» Passage given

Tolkien makes it very clear that Gothmog needed the sneak attack of the second Balrog for Gothmog to defeat Fingon.......

Third, What is so great about dragging Hurin with all these chopped off orc arms clinging to him after he's been captured to Angband?
Is this some great accomplishment?
Any orc could've done this.


Next, who says dragons aren't Maiar?
They have some sort of 'spirit' in them......

This is a complex issue & difficult to sustain within the physical laws that Tolkien has established for Maiar to live in & incarnate themselves in within Arda, i.e., dragons reproduce down through the ages & may (but not certainly) die, but this statement Tolkien makes when Glaurung speaks to Turin on the bridge of Nargothrond MUSt be taken for it's careful wording:

'The suddenly he (Glaurung) spoke by the EVIL SPIRIT THAT WAS IN HIM....'

What was that 'evil spirit'?

[Entries for locating objects in images]

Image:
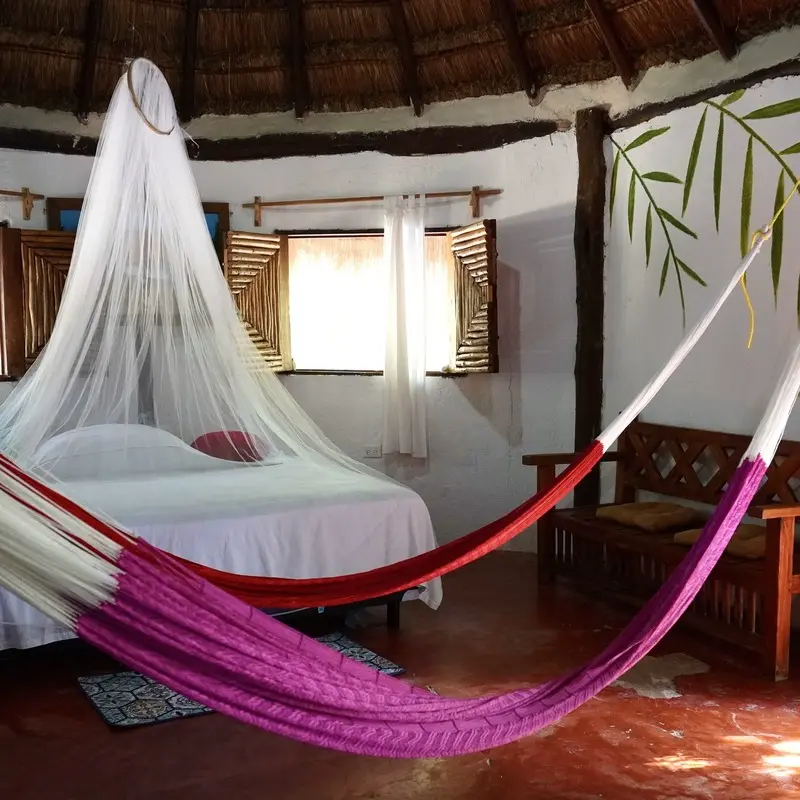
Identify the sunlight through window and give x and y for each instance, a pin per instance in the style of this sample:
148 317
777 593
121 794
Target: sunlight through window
337 303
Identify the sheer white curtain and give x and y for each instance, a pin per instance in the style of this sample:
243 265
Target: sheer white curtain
404 422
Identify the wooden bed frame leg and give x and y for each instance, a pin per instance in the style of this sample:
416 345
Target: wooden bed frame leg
778 597
545 530
393 615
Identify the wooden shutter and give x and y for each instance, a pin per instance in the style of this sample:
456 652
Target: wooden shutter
257 272
474 281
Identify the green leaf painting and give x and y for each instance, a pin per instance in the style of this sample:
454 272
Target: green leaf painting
672 229
756 139
776 255
718 169
694 156
747 199
656 216
645 138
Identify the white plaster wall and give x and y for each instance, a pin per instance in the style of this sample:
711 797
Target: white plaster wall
722 385
656 85
479 426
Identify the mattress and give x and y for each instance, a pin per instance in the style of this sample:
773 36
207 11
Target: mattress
290 519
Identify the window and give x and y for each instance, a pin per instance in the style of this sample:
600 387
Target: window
316 302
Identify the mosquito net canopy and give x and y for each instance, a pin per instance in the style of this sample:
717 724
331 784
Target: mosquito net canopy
148 355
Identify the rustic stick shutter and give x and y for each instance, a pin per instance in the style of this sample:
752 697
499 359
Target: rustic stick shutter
257 271
45 260
474 280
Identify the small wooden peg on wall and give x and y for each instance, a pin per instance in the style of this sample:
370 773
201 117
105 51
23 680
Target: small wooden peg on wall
256 206
475 202
26 196
27 202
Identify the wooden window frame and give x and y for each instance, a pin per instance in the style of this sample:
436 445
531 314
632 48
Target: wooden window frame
348 233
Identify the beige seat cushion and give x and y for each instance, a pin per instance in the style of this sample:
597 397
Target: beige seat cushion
749 541
651 517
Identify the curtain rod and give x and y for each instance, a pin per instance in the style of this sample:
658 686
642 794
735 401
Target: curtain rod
475 195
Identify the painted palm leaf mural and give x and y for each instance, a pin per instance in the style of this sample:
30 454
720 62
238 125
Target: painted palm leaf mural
665 221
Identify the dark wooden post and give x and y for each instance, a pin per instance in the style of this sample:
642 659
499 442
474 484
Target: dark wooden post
589 268
91 38
187 103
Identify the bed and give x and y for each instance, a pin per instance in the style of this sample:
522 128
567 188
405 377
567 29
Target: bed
283 517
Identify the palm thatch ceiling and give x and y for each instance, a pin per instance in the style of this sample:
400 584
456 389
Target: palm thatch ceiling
248 56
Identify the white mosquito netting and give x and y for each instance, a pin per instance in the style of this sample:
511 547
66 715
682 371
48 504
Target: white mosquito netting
148 355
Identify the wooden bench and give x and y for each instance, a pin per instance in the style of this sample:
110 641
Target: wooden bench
745 603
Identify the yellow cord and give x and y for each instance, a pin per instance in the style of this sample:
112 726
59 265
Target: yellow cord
763 233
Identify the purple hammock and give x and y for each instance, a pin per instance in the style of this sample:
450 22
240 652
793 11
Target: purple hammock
178 629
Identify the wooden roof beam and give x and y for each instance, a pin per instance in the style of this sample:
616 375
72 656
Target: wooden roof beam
407 58
187 104
300 87
508 22
619 55
85 90
715 28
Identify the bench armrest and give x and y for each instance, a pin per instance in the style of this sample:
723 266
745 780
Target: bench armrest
776 512
562 459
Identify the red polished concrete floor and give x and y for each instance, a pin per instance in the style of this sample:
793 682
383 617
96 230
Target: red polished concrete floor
727 735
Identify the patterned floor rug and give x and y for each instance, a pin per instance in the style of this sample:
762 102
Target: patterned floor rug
128 699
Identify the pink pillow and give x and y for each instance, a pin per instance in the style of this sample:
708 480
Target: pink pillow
231 446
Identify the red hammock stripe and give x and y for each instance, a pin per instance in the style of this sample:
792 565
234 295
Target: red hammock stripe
289 593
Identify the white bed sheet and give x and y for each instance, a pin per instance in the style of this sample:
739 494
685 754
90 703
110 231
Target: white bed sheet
290 520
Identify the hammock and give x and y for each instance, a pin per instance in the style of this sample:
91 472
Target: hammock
287 593
157 614
146 609
97 360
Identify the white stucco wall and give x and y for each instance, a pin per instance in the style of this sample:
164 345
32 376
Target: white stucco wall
722 385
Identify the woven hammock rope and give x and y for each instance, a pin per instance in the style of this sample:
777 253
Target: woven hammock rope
195 629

» What to work on
A. In the forum post on Tolkien, why does the writer call the question of dragons being Maiar "a complex issue"?
B. Transcribe the forum post on Tolkien word for word, between "Third, What is" and "of 'spirit' in them......", inclusive.

» Solutions to the tasks
A. The idea is hard to reconcile with the physical laws Tolkien set for how Maiar live and incarnate themselves within Arda. Dragons reproduce down through the ages and may (though not certainly) die.

B.
Third, What is so great about dragging Hurin with all these chopped off orc arms clinging to him after he's been captured to Angband?
Is this some great accomplishment?
Any orc could've done this.


Next, who says dragons aren't Maiar?
They have some sort of 'spirit' in them......